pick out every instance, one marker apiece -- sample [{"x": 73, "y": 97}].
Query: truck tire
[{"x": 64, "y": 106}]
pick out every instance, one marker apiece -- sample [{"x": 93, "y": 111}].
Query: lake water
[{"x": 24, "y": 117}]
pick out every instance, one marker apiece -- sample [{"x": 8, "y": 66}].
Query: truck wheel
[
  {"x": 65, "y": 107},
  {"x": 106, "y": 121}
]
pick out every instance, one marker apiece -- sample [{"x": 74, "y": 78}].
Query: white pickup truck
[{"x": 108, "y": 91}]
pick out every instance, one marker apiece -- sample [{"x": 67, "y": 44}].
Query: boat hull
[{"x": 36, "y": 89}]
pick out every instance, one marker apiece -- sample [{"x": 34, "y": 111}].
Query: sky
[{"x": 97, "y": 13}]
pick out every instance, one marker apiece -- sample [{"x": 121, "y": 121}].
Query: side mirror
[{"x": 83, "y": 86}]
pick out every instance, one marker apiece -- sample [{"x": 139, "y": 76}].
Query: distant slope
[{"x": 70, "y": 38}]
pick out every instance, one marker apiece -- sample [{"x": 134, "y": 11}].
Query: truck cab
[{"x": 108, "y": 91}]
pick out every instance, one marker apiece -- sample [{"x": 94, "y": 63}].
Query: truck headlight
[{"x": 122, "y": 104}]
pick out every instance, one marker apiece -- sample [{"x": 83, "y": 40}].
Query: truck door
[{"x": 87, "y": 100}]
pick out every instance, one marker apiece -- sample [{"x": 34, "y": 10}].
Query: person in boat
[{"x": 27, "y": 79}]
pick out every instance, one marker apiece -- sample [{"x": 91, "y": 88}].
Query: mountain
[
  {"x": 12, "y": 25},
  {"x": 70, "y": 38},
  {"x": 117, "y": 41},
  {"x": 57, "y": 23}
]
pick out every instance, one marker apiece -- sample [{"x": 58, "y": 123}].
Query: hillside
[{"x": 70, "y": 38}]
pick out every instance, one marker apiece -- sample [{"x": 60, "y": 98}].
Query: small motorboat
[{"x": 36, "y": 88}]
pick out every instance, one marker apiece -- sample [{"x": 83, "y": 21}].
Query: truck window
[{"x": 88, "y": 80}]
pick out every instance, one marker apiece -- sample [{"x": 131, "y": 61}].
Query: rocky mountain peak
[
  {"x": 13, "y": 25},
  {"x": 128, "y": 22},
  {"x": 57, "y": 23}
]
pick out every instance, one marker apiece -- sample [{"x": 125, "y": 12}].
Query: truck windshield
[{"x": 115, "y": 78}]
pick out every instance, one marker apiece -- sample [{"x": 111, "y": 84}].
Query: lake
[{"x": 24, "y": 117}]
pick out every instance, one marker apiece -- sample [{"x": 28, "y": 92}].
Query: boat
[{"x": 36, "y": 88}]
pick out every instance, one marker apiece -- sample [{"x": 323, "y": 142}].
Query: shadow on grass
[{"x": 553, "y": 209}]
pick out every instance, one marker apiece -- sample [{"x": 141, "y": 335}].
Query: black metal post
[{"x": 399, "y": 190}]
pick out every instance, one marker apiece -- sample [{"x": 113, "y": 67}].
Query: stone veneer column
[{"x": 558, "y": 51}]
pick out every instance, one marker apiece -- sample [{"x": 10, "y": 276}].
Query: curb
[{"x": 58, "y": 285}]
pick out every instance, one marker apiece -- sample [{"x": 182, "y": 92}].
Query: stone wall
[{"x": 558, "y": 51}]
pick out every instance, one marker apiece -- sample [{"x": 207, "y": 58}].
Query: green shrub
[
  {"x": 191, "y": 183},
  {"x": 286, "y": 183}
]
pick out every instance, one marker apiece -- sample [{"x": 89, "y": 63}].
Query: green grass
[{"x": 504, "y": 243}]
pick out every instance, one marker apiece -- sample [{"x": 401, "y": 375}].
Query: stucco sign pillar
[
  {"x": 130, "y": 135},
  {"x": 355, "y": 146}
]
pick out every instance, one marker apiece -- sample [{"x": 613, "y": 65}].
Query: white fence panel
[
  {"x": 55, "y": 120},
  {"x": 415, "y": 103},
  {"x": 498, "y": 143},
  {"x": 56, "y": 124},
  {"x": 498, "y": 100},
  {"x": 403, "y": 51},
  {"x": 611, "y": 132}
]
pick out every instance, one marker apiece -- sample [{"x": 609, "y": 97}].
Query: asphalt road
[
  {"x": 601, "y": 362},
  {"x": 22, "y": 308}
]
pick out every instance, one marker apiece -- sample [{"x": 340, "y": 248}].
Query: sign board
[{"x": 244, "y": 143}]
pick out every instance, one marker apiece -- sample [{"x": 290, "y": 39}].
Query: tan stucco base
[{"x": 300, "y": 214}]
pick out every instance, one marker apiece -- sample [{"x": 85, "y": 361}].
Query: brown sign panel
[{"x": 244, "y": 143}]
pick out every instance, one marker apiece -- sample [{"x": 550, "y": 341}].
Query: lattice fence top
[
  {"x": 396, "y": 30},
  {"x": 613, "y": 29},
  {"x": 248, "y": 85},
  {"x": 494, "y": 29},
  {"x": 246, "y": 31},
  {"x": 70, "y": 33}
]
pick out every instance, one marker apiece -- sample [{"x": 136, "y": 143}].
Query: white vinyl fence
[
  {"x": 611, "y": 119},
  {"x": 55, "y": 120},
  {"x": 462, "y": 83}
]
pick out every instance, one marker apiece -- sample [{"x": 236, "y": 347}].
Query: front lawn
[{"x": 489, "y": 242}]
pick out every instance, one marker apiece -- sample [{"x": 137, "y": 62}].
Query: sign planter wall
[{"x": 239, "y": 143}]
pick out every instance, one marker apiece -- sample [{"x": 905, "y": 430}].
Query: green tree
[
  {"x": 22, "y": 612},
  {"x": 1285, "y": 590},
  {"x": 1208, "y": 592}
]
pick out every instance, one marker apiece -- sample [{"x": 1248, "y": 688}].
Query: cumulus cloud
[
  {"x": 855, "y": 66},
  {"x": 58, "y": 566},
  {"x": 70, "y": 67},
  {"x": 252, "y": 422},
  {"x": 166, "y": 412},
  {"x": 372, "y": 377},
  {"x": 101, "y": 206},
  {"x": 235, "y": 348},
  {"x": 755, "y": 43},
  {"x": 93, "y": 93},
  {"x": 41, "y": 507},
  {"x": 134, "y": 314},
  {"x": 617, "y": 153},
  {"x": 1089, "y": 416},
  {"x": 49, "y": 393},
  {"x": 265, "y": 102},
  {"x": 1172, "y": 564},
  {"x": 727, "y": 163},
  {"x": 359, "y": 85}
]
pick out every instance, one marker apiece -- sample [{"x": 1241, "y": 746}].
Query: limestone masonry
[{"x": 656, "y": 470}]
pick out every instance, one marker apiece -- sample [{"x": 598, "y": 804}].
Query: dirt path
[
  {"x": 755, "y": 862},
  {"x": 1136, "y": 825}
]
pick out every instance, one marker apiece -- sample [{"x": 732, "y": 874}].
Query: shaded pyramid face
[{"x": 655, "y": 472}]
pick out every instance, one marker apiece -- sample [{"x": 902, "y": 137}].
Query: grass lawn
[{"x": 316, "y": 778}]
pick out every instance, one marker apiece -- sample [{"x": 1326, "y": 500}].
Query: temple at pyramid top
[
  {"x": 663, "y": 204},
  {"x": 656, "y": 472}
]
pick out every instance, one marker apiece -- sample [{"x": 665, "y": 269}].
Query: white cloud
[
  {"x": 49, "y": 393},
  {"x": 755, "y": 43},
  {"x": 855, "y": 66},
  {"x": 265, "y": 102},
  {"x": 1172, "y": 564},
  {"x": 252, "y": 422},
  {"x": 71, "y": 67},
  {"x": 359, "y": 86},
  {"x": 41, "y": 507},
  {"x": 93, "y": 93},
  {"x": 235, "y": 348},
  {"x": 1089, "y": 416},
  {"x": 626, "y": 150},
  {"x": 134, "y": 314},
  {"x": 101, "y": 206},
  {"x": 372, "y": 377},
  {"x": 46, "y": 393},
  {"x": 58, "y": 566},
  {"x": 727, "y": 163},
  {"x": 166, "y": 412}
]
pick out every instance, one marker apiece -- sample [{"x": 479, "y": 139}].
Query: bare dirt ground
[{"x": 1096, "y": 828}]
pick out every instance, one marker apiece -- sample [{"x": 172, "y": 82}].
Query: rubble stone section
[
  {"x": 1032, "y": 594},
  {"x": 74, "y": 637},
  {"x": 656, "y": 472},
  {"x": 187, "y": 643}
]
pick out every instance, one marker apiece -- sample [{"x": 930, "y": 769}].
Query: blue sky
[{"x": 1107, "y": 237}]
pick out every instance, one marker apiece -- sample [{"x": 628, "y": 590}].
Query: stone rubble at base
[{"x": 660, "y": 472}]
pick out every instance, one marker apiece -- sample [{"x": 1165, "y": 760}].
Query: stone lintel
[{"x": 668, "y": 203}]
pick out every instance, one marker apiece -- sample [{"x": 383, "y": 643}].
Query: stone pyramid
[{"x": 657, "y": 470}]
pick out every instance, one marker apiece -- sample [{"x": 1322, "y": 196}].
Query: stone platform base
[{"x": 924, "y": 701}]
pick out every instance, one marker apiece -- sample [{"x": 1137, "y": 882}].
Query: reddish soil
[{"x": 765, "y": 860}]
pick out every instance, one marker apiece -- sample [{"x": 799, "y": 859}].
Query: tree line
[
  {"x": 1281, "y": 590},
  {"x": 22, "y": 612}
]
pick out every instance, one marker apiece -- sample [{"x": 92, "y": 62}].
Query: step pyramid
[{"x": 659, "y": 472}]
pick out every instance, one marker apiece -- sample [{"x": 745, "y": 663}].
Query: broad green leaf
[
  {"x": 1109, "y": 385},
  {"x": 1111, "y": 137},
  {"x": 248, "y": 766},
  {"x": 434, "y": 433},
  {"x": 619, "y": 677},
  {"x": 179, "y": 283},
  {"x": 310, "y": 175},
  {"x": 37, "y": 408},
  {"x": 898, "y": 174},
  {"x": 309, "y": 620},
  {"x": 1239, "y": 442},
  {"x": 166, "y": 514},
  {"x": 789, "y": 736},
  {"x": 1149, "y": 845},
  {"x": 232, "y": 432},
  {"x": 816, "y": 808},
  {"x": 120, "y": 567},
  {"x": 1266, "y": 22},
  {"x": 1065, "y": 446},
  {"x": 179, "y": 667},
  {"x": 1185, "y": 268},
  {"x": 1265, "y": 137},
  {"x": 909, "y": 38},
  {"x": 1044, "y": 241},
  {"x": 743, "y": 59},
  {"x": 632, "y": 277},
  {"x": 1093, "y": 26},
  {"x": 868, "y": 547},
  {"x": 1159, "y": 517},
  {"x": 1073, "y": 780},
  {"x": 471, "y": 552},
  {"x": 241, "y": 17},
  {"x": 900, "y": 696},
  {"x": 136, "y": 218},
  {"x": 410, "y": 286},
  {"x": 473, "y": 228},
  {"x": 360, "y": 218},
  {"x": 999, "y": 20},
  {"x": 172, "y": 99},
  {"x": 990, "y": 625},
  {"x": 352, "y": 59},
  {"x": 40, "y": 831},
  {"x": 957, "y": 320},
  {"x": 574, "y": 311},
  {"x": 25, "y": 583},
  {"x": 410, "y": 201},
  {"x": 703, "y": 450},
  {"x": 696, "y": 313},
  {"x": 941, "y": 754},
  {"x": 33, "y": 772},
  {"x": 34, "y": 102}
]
═══
Directions ▸
Locate every line in the rows above that contains the string "fence" and copy each of those lines. Matching is case-sensitive.

Task result ▸
Query: white fence panel
Query: lattice fence top
Query: white vinyl fence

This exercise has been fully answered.